Although the detection requirements such as a large field of view and ultra-compactness of optical payloads have been met in the design of the optical system, the design of the optic-mechanical system, the optical inspection, and the system mounting will bring about new challenges. In terms of optic-mechanical system design, the first step is to solve the contradiction between the lightweight design of the optic-mechanical system and the stability support. The system requires that the weight of the whole machine is less than 10 kg, and at the same time, it should ensure that the shape accuracy of the reflector assembly is better than 1/40 λ under the working conditions of ±5 °C and gravity. In terms of optical inspection, the inspection of freeform optical mirrors cannot be inherited from the traditional spherical or quadratic surface inspection methods, so a new inspection scheme needs to be proposed. In terms of system tuning, the special configuration of the optical system cannot be aligned by traditional tuning, and it is necessary to further solve the tuning problem of the special configuration of the optical system so that the wave aberration of the final system will be better than 1/10 λ and the camera can detect the stars at 14th magnitude. The following is a detailed discussion centred on both of these aspects.

> [Problem 1]: Give back the full passage on optic-mechanical design word for word.
The passage and the rows are unrelated.

Source records:
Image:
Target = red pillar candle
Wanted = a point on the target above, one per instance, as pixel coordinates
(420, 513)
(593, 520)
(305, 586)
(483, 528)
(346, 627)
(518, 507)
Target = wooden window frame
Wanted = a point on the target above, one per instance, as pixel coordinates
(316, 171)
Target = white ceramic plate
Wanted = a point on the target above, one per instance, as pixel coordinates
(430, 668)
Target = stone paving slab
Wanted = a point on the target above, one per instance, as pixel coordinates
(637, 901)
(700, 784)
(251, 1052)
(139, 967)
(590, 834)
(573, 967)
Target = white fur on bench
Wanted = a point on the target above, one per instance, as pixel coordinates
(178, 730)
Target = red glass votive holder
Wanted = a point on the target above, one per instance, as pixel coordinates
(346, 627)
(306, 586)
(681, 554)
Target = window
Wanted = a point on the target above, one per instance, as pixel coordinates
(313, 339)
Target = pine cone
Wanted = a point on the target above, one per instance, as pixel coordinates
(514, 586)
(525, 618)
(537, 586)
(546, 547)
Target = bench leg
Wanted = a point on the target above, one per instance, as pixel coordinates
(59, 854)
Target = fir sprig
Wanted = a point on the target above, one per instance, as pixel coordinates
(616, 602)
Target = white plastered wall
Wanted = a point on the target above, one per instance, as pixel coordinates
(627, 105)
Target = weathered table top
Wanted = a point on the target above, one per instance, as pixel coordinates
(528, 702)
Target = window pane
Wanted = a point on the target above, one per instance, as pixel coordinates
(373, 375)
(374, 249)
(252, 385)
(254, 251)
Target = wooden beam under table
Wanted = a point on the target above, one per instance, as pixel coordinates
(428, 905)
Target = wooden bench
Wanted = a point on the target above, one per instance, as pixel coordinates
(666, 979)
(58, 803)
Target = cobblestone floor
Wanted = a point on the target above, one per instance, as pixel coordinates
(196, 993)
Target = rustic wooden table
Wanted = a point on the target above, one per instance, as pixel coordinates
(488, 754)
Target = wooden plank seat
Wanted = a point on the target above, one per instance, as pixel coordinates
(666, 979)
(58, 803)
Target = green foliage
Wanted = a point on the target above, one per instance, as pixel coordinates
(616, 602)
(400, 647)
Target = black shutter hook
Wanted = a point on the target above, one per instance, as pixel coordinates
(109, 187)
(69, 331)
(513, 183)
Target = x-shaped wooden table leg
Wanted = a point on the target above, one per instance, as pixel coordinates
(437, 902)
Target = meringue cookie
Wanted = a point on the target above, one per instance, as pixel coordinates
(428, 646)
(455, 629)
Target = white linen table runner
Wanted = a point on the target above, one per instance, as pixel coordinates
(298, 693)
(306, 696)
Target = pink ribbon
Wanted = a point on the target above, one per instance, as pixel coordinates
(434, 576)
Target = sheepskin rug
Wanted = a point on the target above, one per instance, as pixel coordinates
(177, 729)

> [Problem 2]: Pick out every line of the rows that contains the string "table", treating uppercase and lowercase as different.

> [Expected output 1]:
Although the detection requirements such as a large field of view and ultra-compactness of optical payloads have been met in the design of the optical system, the design of the optic-mechanical system, the optical inspection, and the system mounting will bring about new challenges. In terms of optic-mechanical system design, the first step is to solve the contradiction between the lightweight design of the optic-mechanical system and the stability support. The system requires that the weight of the whole machine is less than 10 kg, and at the same time, it should ensure that the shape accuracy of the reflector assembly is better than 1/40 λ under the working conditions of ±5 °C and gravity. In terms of optical inspection, the inspection of freeform optical mirrors cannot be inherited from the traditional spherical or quadratic surface inspection methods, so a new inspection scheme needs to be proposed. In terms of system tuning, the special configuration of the optical system cannot be aligned by traditional tuning, and it is necessary to further solve the tuning problem of the special configuration of the optical system so that the wave aberration of the final system will be better than 1/10 λ and the camera can detect the stars at 14th magnitude. The following is a detailed discussion centred on both of these aspects.

> [Expected output 2]:
Target = weathered table top
Target = wooden beam under table
Target = rustic wooden table
Target = x-shaped wooden table leg
Target = white linen table runner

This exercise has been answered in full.